● Point labeling dataset excerpts
§ §

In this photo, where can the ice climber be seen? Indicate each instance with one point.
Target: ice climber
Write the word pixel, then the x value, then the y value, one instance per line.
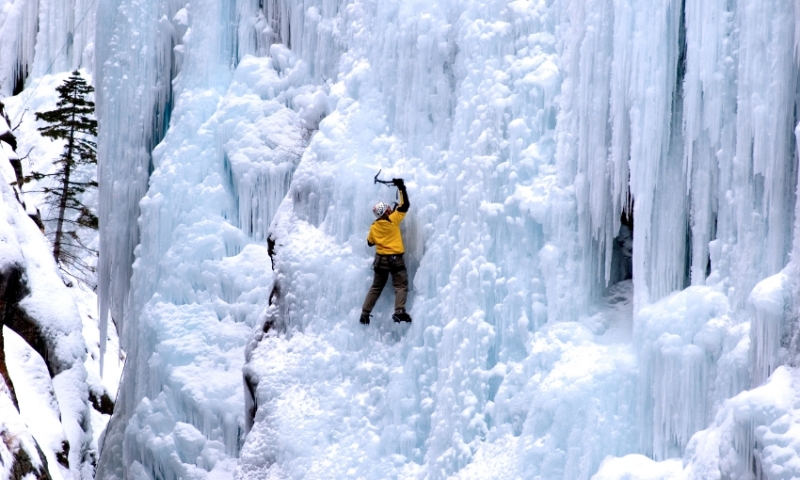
pixel 384 234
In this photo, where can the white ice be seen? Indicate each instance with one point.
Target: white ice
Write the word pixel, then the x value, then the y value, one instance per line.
pixel 533 136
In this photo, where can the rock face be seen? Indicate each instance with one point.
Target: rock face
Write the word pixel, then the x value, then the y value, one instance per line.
pixel 36 305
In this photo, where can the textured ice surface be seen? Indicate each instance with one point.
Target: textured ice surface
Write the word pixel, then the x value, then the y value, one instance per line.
pixel 533 136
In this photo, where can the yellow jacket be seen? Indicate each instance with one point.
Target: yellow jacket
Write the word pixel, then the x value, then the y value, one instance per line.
pixel 385 232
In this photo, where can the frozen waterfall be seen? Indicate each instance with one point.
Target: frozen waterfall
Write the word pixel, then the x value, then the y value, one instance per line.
pixel 601 245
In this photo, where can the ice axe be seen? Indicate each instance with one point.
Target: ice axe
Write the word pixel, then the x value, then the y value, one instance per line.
pixel 388 183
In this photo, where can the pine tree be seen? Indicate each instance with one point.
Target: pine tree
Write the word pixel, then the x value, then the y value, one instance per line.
pixel 73 121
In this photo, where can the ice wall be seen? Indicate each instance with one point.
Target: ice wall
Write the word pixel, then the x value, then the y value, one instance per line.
pixel 39 37
pixel 597 188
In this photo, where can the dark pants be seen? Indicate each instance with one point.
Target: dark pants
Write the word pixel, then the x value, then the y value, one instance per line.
pixel 383 266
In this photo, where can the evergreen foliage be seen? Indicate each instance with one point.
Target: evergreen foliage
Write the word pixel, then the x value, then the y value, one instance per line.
pixel 72 121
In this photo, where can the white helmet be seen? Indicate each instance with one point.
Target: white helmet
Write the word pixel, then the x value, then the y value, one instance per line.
pixel 379 209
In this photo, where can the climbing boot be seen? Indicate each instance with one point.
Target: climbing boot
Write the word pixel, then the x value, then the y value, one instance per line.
pixel 401 316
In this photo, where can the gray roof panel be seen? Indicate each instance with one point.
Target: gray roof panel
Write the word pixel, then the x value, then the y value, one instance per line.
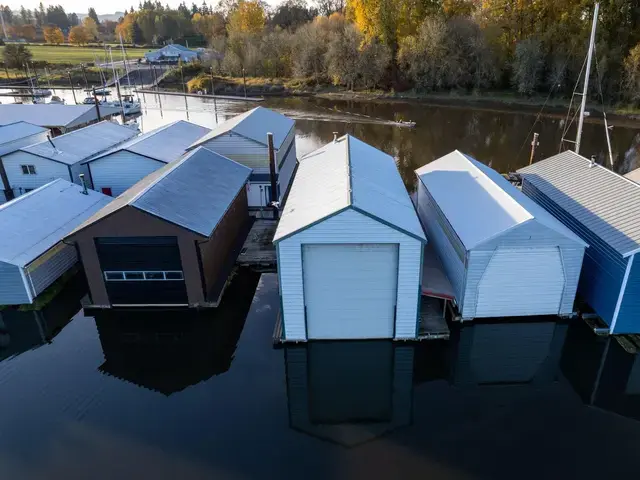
pixel 193 192
pixel 254 125
pixel 606 203
pixel 164 144
pixel 82 144
pixel 38 220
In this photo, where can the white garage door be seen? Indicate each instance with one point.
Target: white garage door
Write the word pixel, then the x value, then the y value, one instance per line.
pixel 521 282
pixel 350 290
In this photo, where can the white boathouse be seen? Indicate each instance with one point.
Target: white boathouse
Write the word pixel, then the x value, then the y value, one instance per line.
pixel 32 254
pixel 504 254
pixel 349 247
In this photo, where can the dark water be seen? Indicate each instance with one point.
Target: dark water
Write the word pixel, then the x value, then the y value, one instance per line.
pixel 177 395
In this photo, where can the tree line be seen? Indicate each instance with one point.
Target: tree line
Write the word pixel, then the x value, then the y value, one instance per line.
pixel 531 47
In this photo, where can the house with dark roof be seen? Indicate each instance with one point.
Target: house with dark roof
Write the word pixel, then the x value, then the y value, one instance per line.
pixel 171 239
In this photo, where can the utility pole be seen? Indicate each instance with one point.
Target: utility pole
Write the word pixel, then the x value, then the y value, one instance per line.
pixel 72 89
pixel 534 145
pixel 585 90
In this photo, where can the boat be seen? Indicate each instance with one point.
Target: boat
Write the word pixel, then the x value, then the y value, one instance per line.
pixel 129 105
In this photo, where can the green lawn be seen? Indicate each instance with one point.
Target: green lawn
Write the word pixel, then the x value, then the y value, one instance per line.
pixel 76 55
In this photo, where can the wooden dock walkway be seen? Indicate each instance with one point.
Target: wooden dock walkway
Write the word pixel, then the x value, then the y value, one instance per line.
pixel 258 251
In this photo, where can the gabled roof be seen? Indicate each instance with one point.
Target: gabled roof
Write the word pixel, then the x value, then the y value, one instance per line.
pixel 479 203
pixel 82 144
pixel 254 125
pixel 16 131
pixel 193 192
pixel 52 115
pixel 348 173
pixel 36 221
pixel 606 203
pixel 164 144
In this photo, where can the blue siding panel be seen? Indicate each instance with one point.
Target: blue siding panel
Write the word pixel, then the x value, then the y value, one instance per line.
pixel 629 314
pixel 602 269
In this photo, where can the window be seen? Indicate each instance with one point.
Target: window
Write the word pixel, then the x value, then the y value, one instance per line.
pixel 173 275
pixel 114 275
pixel 131 276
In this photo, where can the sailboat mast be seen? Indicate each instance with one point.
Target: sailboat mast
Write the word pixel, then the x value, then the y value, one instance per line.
pixel 586 76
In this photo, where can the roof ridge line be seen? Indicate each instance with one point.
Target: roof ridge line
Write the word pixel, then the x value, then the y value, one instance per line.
pixel 349 173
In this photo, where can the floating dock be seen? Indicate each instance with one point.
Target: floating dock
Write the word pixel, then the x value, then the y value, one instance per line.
pixel 258 251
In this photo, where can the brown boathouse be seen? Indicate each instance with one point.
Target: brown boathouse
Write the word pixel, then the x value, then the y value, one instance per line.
pixel 171 239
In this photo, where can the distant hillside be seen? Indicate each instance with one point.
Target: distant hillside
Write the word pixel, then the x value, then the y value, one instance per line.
pixel 107 16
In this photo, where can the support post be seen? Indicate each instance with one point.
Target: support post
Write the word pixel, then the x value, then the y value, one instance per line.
pixel 272 171
pixel 534 145
pixel 97 104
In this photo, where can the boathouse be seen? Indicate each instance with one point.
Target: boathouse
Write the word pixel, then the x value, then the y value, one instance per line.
pixel 13 137
pixel 505 255
pixel 349 247
pixel 171 239
pixel 32 254
pixel 603 208
pixel 349 393
pixel 61 157
pixel 244 139
pixel 58 118
pixel 120 168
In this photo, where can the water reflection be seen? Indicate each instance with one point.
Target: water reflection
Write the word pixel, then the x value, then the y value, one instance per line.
pixel 349 393
pixel 170 350
pixel 21 331
pixel 605 372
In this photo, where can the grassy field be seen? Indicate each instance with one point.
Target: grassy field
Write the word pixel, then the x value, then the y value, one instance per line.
pixel 76 55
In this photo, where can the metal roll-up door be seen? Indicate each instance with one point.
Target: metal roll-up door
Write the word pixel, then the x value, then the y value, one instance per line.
pixel 142 270
pixel 521 282
pixel 350 290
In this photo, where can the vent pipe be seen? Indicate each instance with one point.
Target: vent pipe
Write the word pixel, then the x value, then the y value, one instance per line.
pixel 274 181
pixel 84 184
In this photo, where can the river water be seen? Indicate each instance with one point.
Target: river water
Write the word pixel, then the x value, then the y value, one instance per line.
pixel 169 394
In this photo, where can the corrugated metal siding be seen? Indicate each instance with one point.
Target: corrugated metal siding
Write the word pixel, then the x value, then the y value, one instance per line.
pixel 534 234
pixel 46 171
pixel 49 271
pixel 286 172
pixel 448 247
pixel 521 282
pixel 242 150
pixel 121 170
pixel 349 227
pixel 76 170
pixel 629 315
pixel 602 269
pixel 12 288
pixel 350 290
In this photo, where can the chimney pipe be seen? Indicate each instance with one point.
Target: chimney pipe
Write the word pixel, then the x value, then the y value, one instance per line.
pixel 272 171
pixel 84 184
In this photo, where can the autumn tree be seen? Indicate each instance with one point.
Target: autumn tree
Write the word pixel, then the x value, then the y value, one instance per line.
pixel 79 35
pixel 53 34
pixel 15 55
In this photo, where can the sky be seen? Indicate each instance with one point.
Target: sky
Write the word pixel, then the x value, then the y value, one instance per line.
pixel 102 7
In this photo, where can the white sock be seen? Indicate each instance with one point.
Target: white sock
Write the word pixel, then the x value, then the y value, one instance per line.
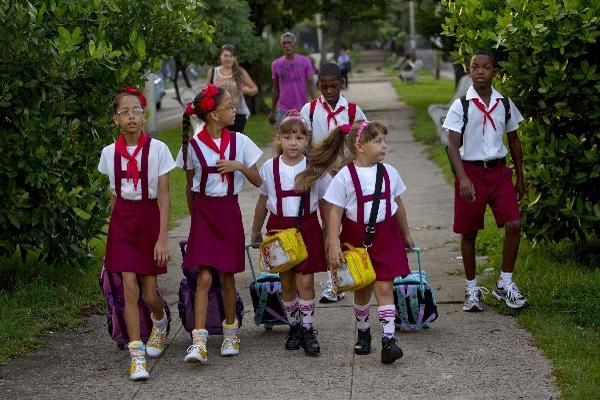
pixel 387 315
pixel 292 311
pixel 505 279
pixel 471 284
pixel 307 310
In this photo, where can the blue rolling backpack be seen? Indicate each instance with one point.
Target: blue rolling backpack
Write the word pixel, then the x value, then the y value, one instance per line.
pixel 416 306
pixel 265 292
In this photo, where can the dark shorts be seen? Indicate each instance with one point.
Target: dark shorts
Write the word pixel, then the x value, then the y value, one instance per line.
pixel 493 186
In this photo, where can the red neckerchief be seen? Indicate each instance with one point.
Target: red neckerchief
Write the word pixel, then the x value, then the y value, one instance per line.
pixel 330 114
pixel 205 138
pixel 486 114
pixel 121 149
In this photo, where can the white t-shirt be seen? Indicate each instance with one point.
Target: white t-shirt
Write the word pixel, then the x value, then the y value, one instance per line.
pixel 481 141
pixel 287 176
pixel 342 194
pixel 247 153
pixel 160 162
pixel 320 129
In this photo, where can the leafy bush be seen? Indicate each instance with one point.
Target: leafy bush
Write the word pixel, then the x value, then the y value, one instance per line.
pixel 62 61
pixel 549 54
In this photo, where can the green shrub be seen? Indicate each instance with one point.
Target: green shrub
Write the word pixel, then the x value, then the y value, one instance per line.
pixel 549 54
pixel 62 61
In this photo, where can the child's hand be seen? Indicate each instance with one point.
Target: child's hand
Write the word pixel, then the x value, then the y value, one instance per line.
pixel 227 166
pixel 255 239
pixel 161 253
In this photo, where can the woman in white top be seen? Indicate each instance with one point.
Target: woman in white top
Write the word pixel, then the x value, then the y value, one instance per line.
pixel 235 80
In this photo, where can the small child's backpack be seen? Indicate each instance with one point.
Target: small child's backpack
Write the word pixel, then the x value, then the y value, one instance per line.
pixel 415 300
pixel 215 313
pixel 111 284
pixel 265 292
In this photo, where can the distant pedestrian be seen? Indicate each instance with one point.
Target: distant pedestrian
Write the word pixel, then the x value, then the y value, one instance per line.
pixel 350 200
pixel 292 76
pixel 345 64
pixel 236 80
pixel 137 243
pixel 478 156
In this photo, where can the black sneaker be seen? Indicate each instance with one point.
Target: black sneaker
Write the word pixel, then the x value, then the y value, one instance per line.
pixel 390 351
pixel 293 338
pixel 363 343
pixel 309 343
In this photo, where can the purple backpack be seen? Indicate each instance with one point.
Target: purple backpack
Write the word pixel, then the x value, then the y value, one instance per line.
pixel 112 287
pixel 215 313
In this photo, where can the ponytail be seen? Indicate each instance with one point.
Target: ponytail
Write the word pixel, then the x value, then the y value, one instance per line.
pixel 323 158
pixel 186 126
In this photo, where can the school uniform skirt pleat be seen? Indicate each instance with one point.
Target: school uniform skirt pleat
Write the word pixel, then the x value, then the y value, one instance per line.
pixel 312 234
pixel 388 253
pixel 132 234
pixel 216 237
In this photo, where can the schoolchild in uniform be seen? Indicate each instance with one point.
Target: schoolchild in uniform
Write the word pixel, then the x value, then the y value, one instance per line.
pixel 483 178
pixel 137 245
pixel 350 197
pixel 329 110
pixel 217 162
pixel 278 198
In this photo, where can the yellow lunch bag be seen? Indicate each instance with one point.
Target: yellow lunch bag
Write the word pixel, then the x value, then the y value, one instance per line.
pixel 282 250
pixel 356 272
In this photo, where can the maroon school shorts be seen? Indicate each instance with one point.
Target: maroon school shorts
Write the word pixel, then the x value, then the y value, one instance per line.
pixel 493 186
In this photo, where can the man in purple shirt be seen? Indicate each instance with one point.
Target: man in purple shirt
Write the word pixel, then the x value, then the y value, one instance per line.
pixel 292 74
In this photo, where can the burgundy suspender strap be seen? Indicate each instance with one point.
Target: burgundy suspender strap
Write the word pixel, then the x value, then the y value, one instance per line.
pixel 213 169
pixel 280 194
pixel 362 199
pixel 120 174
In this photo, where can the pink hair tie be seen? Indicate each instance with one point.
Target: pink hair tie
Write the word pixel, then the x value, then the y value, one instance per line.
pixel 360 130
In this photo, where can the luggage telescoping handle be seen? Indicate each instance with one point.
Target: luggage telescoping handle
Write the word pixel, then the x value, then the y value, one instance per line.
pixel 248 247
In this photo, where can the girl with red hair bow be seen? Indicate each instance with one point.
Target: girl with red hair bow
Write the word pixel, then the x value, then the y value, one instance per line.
pixel 217 162
pixel 136 246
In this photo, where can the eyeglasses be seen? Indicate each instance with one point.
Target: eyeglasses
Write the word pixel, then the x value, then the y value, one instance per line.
pixel 126 112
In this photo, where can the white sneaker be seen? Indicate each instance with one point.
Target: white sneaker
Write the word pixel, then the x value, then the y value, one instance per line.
pixel 156 342
pixel 510 295
pixel 328 296
pixel 230 346
pixel 137 369
pixel 196 353
pixel 473 298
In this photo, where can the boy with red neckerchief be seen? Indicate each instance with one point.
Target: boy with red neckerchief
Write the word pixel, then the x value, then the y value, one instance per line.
pixel 477 154
pixel 217 163
pixel 136 244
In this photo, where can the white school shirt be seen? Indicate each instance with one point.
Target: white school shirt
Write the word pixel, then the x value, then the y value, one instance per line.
pixel 482 142
pixel 247 153
pixel 160 162
pixel 287 174
pixel 342 194
pixel 320 128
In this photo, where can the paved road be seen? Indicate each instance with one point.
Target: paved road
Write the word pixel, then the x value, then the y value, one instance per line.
pixel 463 356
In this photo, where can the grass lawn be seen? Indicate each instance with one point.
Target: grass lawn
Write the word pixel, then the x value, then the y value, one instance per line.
pixel 561 281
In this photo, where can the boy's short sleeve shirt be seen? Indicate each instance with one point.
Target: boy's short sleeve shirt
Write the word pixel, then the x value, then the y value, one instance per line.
pixel 160 162
pixel 292 75
pixel 481 141
pixel 320 128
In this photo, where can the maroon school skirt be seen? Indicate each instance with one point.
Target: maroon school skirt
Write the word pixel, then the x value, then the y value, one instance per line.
pixel 132 234
pixel 312 234
pixel 217 234
pixel 388 253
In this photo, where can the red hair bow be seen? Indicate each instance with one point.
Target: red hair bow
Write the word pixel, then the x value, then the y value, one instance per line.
pixel 136 92
pixel 346 128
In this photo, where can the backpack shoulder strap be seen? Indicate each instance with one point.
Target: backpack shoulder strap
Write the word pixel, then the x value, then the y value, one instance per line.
pixel 351 113
pixel 507 115
pixel 313 105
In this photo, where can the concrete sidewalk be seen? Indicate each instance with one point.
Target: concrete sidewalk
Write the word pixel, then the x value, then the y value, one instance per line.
pixel 463 356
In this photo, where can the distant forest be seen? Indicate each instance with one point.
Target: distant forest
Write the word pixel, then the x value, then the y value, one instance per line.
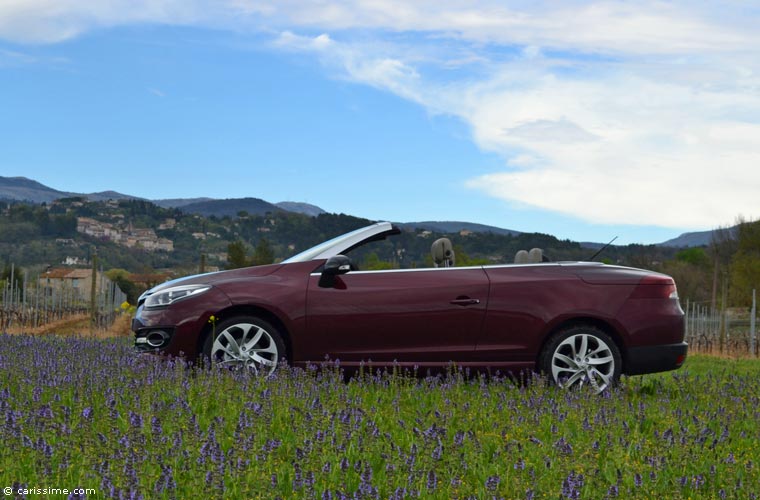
pixel 36 236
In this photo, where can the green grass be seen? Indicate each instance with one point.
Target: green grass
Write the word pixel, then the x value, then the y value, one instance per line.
pixel 87 413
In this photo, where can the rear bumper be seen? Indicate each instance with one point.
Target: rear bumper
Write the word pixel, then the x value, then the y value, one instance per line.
pixel 656 358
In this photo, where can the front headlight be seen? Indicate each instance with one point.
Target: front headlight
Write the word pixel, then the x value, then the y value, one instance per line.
pixel 173 294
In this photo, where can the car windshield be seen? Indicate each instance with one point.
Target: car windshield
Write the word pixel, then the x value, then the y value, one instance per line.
pixel 339 243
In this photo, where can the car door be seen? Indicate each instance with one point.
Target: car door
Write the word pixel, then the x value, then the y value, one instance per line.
pixel 416 315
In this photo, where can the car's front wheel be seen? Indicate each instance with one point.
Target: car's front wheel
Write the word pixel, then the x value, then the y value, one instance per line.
pixel 245 342
pixel 582 355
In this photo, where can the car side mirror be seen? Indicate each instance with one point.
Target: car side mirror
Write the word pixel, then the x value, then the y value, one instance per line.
pixel 335 266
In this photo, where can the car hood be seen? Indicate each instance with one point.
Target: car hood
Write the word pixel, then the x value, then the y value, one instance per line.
pixel 211 278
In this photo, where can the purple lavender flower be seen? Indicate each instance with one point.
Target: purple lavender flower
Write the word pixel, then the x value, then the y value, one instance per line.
pixel 492 483
pixel 432 482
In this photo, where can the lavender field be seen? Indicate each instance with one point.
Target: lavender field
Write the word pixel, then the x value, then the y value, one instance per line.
pixel 87 413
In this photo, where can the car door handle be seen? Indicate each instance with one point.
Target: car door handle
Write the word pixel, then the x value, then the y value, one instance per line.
pixel 465 301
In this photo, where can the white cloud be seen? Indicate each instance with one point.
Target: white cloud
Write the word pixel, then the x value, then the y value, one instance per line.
pixel 616 112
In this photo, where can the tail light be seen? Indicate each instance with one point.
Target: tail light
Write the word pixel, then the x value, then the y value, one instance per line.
pixel 656 287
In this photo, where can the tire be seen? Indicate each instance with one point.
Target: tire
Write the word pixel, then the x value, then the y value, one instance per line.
pixel 582 355
pixel 245 342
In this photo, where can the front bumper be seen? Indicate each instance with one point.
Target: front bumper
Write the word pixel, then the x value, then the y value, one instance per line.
pixel 177 329
pixel 655 358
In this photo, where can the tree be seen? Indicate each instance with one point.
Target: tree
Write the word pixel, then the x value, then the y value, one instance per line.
pixel 121 278
pixel 263 253
pixel 236 255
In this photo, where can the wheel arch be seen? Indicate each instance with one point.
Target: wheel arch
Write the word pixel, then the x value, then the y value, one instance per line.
pixel 250 310
pixel 601 324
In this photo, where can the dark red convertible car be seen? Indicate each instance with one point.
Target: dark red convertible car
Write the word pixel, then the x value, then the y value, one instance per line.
pixel 578 322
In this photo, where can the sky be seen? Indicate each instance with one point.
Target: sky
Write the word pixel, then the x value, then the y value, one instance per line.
pixel 585 120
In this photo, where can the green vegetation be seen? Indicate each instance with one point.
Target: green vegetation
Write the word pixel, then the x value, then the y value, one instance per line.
pixel 88 413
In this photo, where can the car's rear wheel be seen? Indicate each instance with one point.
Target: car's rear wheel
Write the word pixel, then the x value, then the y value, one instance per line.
pixel 582 355
pixel 245 342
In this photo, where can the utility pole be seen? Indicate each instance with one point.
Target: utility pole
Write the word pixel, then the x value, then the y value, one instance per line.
pixel 752 331
pixel 93 292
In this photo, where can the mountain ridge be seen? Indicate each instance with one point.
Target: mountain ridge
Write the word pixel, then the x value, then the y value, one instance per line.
pixel 23 189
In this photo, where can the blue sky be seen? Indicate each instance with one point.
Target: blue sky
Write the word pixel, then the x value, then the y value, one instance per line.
pixel 584 120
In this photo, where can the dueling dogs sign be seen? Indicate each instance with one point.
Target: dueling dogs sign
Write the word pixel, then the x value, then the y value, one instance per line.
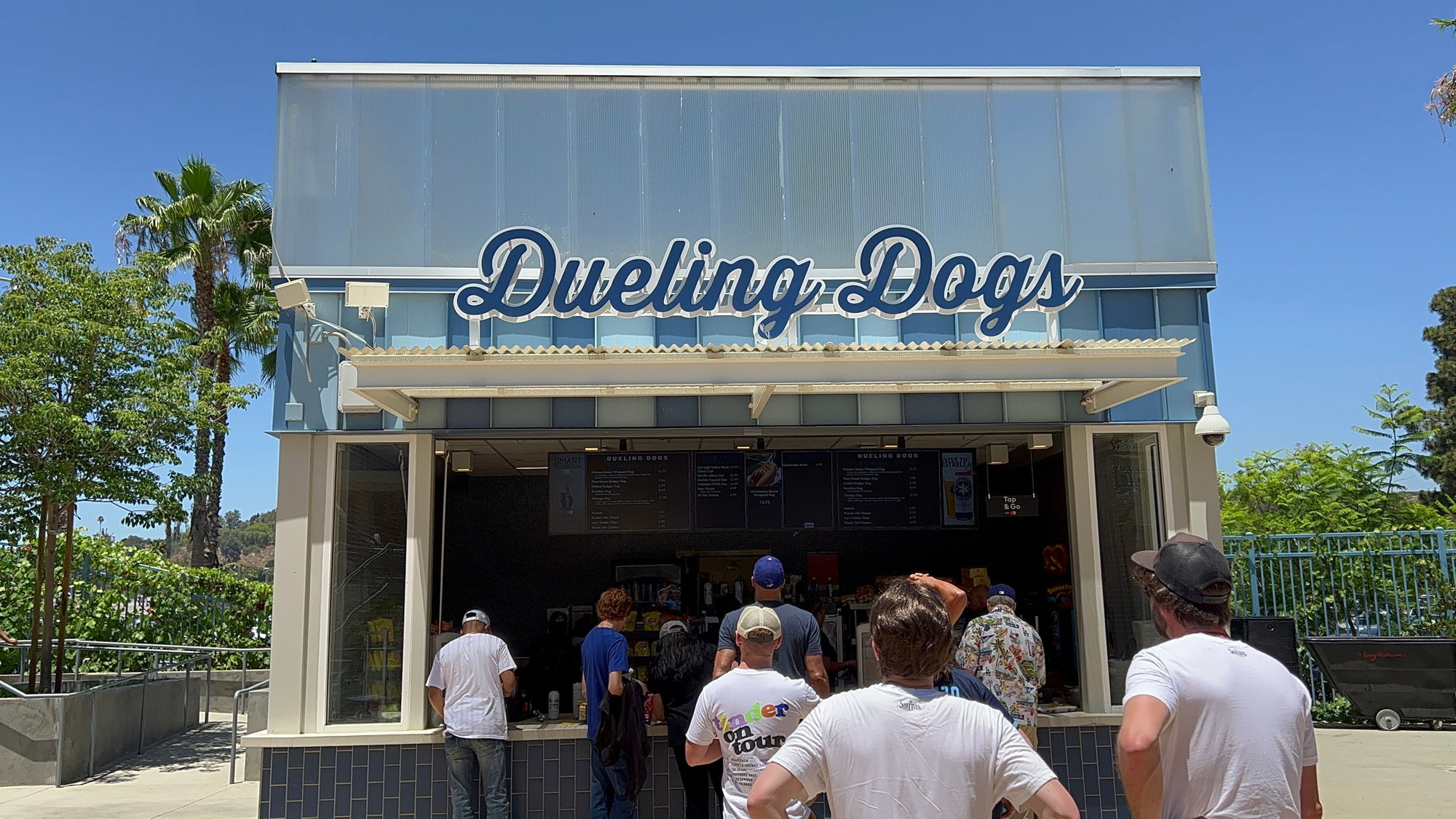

§ §

● EXERCISE DETAILS
Rewrite everything in the listing from the line containing "In this photo, where can the woman" down to the line containing "pixel 235 80", keeping every line. Scale each pixel coordinate by 0.35, rounding to the nearest whole number with halves going up, and leave all other text unchanged.

● SOLVED EXERCISE
In this photo, where can the woman in white top be seen? Indicate each instance with one point.
Target: woman in white top
Write the word pixel, then the x value, then the y value, one instance per line.
pixel 82 28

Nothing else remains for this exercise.